To do. Retype all entries exactly, skipping pictures.

[Records to process Boundary: Start]

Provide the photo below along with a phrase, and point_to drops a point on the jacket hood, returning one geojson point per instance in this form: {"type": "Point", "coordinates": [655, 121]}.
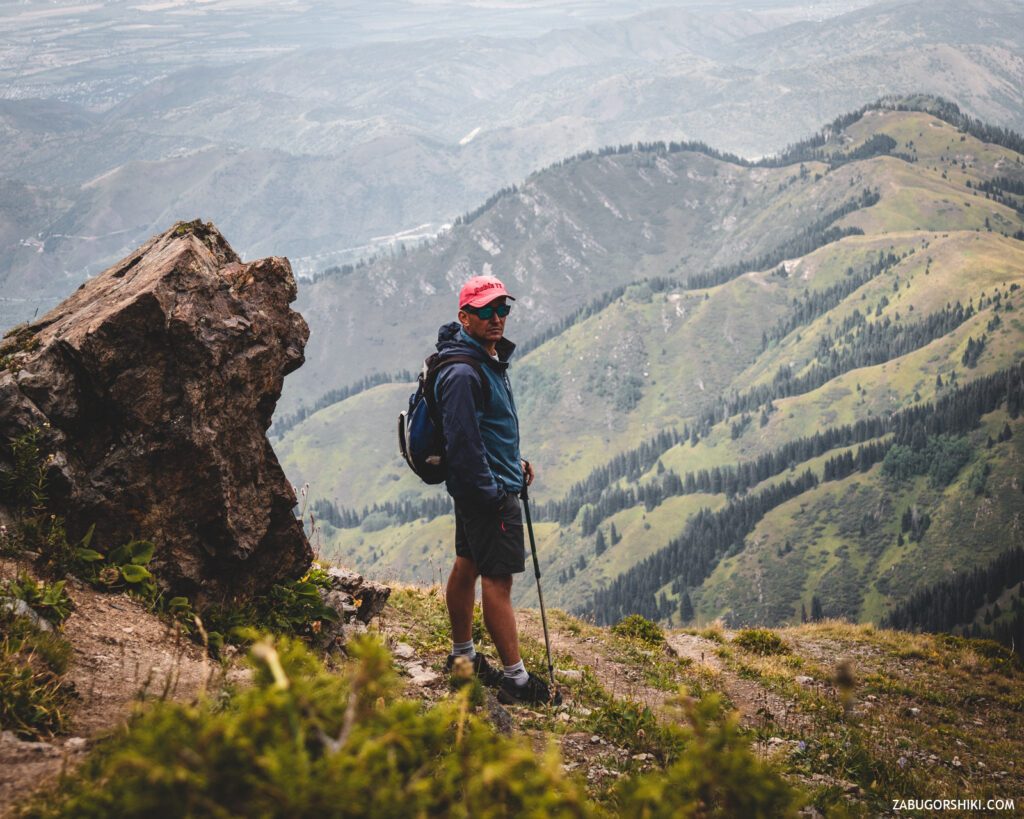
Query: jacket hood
{"type": "Point", "coordinates": [452, 341]}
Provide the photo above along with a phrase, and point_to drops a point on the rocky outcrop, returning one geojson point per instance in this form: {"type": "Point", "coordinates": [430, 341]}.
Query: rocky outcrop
{"type": "Point", "coordinates": [356, 600]}
{"type": "Point", "coordinates": [154, 386]}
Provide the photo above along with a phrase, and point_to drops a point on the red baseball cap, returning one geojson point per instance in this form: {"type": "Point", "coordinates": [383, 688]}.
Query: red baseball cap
{"type": "Point", "coordinates": [481, 290]}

[Records to process Boundary: End]

Solution.
Provide the photo below along with a phrase, and point_to drops a point on the jacket hood, returning one geojson point per instance in this form: {"type": "Point", "coordinates": [655, 121]}.
Query: jacket hood
{"type": "Point", "coordinates": [452, 341]}
Provide the photo above along with a phrase, and point_to drops a point on the rocky outcrop, returning one geojson point per instance in this form: {"type": "Point", "coordinates": [430, 341]}.
Query: rocky outcrop
{"type": "Point", "coordinates": [356, 600]}
{"type": "Point", "coordinates": [154, 386]}
Provide the photo above along with a phrase, and point_to drops a point on the red baseball cap, returning one geojson point per instance in this form: {"type": "Point", "coordinates": [383, 688]}.
Query: red baseball cap
{"type": "Point", "coordinates": [481, 290]}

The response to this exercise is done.